[PROBLEM STATEMENT]
Copy the rows below, putting "one-line" in place of every "single-line" and leaving everything else unchanged.

[EXERCISE DATA]
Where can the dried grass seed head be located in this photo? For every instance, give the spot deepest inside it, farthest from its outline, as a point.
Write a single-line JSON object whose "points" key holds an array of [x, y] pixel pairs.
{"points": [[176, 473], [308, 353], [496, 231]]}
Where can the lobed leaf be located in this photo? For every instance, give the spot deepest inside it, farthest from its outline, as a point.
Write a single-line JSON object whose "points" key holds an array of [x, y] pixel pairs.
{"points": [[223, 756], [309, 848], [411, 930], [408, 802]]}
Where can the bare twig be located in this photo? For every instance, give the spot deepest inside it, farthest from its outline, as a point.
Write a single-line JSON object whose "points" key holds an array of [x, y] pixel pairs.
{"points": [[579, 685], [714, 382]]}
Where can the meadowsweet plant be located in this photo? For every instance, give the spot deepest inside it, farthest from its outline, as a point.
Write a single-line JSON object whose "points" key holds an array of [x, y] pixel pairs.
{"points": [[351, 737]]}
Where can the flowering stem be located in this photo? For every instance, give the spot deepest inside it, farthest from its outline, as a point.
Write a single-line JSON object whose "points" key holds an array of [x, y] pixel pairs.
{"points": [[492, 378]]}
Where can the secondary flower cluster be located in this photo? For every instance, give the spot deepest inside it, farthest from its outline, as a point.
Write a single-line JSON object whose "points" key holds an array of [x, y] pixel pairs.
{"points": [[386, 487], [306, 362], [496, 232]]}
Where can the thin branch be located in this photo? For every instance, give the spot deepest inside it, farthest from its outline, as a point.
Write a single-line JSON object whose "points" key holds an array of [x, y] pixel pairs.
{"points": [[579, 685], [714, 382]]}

[FULL SOLUTION]
Where can the dried grass seed head be located in this photo? For every instance, give the spot deepest inside it, farthest from its outline, as a point.
Write a one-line JSON object whose "points" key holds an array of [x, y] pixel pairs.
{"points": [[176, 473], [308, 353], [496, 231]]}
Where can the lobed leaf be located in this photo? For every instance, give the spot deepest inside it, farthest from its outline, as a point.
Write a one-line JSON object whose "points" key holds an array of [x, y] pixel pairs.
{"points": [[223, 756], [309, 848], [411, 930], [408, 802]]}
Where can the bare twig be located in this photo? For every instance, give the spot deepest inside it, farthest from its outline, as a point.
Write a one-line JSON object whose "points" key holds an array of [x, y] pixel pairs.
{"points": [[579, 685], [714, 382]]}
Where can the meadowsweet plant be located in this photo? For every instance, give the spot deepest inside it, farthest from its outline, as a point.
Write a one-line JSON object whose "points" key holds an array of [x, y] pixel pairs.
{"points": [[351, 737]]}
Where can the flowering stem be located in this photo? For every instance, give the spot deepest inside it, farthest from its outline, as a point.
Write a one-line JSON object whose "points" key holds an array of [x, y] pixel pairs.
{"points": [[492, 378]]}
Where can the secondary flower cluster be located in this photo? For every instance, give the spot deepest inside it, farthest from its outline, as a point.
Write a one-line JSON object whose "points" key holds an array of [x, y] pixel pairs.
{"points": [[386, 487], [306, 362], [496, 232]]}
Where can the thin branch be located in this photo? For every instance, give the spot deepest inside it, farthest from its outline, as a point.
Write a one-line JSON object whose "points" key holds an array of [x, y] pixel pairs.
{"points": [[579, 685], [714, 382]]}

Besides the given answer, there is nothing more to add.